**Stated exercise:**
Take the line that has "wooden post shown above." in it and every line after it to the end of the entries, and reproduce them exactly.

======

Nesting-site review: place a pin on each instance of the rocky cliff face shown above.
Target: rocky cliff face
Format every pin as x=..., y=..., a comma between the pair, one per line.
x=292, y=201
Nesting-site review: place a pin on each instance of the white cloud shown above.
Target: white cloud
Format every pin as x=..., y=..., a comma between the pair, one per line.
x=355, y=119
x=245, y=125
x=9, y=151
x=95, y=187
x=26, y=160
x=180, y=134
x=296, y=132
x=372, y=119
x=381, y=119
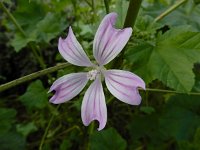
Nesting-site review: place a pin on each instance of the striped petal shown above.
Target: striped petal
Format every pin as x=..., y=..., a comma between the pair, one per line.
x=108, y=41
x=123, y=85
x=67, y=87
x=94, y=105
x=72, y=51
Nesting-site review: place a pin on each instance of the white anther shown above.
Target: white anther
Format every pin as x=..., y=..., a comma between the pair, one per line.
x=91, y=75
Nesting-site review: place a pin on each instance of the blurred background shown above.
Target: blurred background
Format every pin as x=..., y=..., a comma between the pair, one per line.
x=29, y=32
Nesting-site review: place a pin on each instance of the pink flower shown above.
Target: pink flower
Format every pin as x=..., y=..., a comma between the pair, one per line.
x=108, y=43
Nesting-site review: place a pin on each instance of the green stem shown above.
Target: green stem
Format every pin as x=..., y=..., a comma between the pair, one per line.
x=47, y=129
x=32, y=76
x=106, y=3
x=132, y=13
x=169, y=10
x=133, y=9
x=169, y=91
x=34, y=50
x=64, y=65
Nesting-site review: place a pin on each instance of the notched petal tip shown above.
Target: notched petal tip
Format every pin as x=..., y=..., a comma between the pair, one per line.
x=124, y=85
x=72, y=51
x=67, y=87
x=109, y=41
x=94, y=106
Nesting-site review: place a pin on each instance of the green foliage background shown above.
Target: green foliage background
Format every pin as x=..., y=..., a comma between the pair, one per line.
x=166, y=54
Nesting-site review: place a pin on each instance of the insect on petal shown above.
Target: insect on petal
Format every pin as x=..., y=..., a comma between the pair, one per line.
x=72, y=51
x=123, y=85
x=67, y=87
x=108, y=41
x=94, y=105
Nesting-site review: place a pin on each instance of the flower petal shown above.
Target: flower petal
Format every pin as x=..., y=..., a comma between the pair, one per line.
x=72, y=51
x=123, y=85
x=94, y=105
x=108, y=41
x=67, y=87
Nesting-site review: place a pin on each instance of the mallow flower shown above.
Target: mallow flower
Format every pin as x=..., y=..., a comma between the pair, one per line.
x=108, y=43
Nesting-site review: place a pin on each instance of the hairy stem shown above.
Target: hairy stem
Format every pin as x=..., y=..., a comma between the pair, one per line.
x=32, y=76
x=169, y=10
x=47, y=129
x=169, y=91
x=132, y=13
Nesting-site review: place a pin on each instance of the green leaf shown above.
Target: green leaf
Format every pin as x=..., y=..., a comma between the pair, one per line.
x=181, y=117
x=108, y=139
x=65, y=145
x=7, y=118
x=170, y=59
x=43, y=26
x=12, y=140
x=35, y=96
x=26, y=129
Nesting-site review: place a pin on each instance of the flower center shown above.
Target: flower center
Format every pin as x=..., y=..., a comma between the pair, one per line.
x=91, y=75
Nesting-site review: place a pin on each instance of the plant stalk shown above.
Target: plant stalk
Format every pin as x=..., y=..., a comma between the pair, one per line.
x=106, y=3
x=47, y=129
x=169, y=10
x=32, y=76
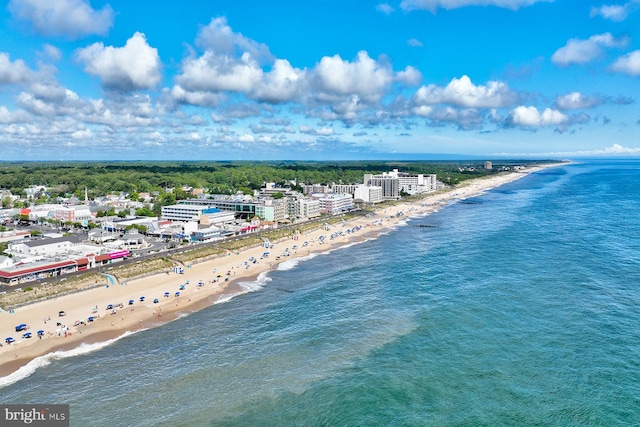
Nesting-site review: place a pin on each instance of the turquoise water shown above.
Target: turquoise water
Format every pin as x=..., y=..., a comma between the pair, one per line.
x=522, y=307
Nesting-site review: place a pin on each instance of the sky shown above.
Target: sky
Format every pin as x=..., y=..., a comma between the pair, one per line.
x=318, y=79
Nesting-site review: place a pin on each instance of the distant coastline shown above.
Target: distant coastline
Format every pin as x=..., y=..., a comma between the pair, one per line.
x=201, y=285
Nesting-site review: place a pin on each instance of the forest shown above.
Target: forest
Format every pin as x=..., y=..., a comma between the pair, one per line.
x=102, y=178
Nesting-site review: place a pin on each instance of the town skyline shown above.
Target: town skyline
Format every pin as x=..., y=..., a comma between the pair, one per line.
x=410, y=79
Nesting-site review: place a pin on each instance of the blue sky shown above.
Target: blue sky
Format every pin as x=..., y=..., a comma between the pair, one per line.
x=319, y=79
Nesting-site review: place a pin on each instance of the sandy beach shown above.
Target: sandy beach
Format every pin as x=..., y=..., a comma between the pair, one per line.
x=201, y=285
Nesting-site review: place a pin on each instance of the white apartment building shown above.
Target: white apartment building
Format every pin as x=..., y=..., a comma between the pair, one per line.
x=184, y=212
x=368, y=194
x=334, y=203
x=315, y=189
x=78, y=213
x=272, y=210
x=394, y=182
x=344, y=188
x=303, y=208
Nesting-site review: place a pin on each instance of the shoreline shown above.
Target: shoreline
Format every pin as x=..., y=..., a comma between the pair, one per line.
x=201, y=286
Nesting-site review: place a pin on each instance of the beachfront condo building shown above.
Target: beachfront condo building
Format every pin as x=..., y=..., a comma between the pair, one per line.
x=334, y=204
x=395, y=182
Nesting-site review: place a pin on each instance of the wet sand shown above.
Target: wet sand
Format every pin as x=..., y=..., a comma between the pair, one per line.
x=113, y=323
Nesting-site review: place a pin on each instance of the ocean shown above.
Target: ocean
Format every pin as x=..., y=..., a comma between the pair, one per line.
x=518, y=307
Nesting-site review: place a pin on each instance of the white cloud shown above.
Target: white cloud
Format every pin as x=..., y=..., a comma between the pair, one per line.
x=136, y=65
x=385, y=8
x=81, y=134
x=433, y=5
x=211, y=72
x=246, y=138
x=409, y=76
x=463, y=93
x=7, y=117
x=531, y=117
x=628, y=64
x=364, y=77
x=283, y=83
x=575, y=100
x=578, y=51
x=52, y=52
x=201, y=98
x=219, y=38
x=68, y=18
x=615, y=12
x=323, y=131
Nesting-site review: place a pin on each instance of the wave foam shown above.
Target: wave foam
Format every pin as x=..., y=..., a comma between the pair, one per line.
x=41, y=361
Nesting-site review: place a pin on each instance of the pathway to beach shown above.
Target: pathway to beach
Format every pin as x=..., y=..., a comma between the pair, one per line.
x=108, y=312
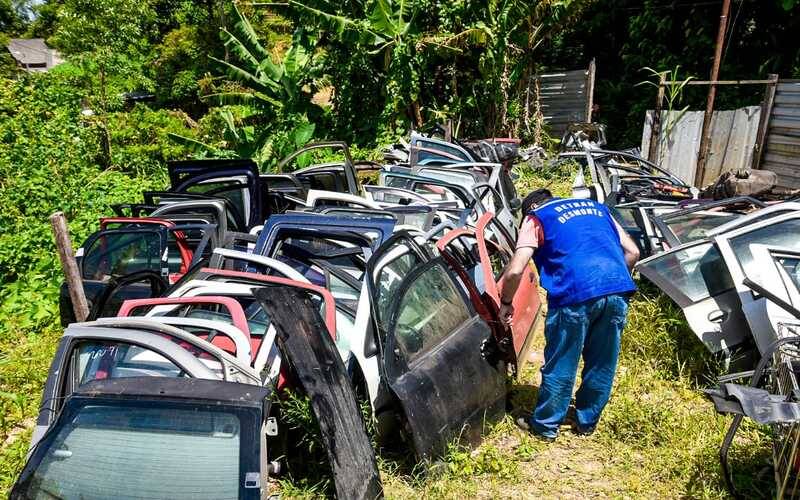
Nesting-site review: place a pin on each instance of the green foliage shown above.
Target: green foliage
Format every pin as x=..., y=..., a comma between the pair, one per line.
x=52, y=157
x=487, y=459
x=412, y=62
x=265, y=107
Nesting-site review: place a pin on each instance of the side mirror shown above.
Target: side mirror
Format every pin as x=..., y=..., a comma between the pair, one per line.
x=370, y=343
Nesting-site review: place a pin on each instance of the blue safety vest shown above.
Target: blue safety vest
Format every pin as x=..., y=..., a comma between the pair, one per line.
x=581, y=257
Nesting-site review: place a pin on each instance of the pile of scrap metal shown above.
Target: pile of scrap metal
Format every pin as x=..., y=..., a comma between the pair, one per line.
x=729, y=256
x=212, y=299
x=733, y=266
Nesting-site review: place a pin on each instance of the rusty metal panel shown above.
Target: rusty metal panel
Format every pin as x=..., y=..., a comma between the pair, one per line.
x=733, y=136
x=564, y=98
x=782, y=150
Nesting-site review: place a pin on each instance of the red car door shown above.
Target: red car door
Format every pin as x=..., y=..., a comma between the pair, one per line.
x=486, y=272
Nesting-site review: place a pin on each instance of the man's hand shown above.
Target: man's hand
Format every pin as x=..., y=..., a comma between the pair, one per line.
x=506, y=312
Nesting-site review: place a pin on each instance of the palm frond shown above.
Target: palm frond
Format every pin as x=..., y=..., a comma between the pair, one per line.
x=240, y=75
x=247, y=36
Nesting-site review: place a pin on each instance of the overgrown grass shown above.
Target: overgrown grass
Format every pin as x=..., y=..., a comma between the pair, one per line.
x=658, y=438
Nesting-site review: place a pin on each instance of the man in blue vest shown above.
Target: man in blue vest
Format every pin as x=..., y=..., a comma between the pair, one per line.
x=584, y=260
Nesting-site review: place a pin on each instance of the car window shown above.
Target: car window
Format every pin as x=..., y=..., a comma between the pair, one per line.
x=792, y=267
x=497, y=259
x=697, y=272
x=695, y=226
x=122, y=253
x=390, y=277
x=128, y=452
x=781, y=234
x=464, y=250
x=626, y=216
x=433, y=155
x=232, y=190
x=105, y=360
x=454, y=177
x=490, y=198
x=326, y=181
x=297, y=249
x=430, y=308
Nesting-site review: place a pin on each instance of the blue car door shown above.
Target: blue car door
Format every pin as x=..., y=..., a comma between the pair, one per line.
x=234, y=180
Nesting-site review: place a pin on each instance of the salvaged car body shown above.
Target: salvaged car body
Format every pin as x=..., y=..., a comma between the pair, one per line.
x=134, y=258
x=153, y=437
x=707, y=278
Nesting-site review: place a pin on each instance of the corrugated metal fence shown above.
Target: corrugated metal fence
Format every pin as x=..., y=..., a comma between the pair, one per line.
x=782, y=150
x=733, y=136
x=566, y=97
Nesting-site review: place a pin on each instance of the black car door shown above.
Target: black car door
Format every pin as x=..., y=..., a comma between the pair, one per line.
x=439, y=359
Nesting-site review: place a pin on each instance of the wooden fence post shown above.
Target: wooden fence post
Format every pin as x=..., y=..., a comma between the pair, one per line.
x=70, y=266
x=655, y=127
x=590, y=91
x=763, y=124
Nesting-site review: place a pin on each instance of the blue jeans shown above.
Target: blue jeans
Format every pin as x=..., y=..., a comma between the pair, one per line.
x=593, y=329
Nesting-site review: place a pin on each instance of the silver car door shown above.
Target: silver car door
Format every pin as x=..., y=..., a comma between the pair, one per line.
x=736, y=248
x=779, y=273
x=695, y=277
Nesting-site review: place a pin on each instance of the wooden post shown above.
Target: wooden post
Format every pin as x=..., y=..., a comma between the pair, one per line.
x=763, y=121
x=590, y=91
x=70, y=266
x=655, y=127
x=705, y=138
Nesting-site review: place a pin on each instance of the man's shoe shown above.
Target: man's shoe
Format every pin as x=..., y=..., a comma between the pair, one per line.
x=572, y=421
x=525, y=426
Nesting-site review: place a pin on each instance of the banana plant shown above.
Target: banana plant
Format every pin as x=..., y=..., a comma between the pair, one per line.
x=266, y=110
x=385, y=29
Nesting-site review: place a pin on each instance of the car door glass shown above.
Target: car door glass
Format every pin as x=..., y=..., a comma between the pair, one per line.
x=464, y=250
x=695, y=226
x=430, y=308
x=232, y=190
x=187, y=452
x=792, y=267
x=497, y=259
x=430, y=152
x=781, y=234
x=122, y=253
x=106, y=360
x=389, y=279
x=697, y=271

======

**Final result:**
Nesting-site review: place a pin on each instance of the wooden post shown above.
Target: wooden post
Format every pin as x=..., y=..., a comma between the pair, one per line.
x=763, y=121
x=590, y=91
x=70, y=266
x=655, y=127
x=705, y=138
Nesting-site review: place a pin on each instance of the man's shoe shown above.
Target: man's shoe
Format every pin as x=..., y=..., a comma between the pair, one per line.
x=572, y=421
x=525, y=426
Nesting-site review: place a pin on each instance of the banana plant shown above.
Target: banana plant
Format every pin as x=..., y=..., a comma between the pair, one per line.
x=266, y=110
x=385, y=29
Nesting-site review: place a pin on each instance of the car door glass shown above.
Target: car door glass
Format every pin as x=..., y=..., a comma between the pair, one per line.
x=464, y=250
x=695, y=226
x=430, y=308
x=232, y=190
x=187, y=452
x=792, y=267
x=497, y=259
x=430, y=152
x=781, y=234
x=122, y=253
x=106, y=360
x=389, y=279
x=697, y=271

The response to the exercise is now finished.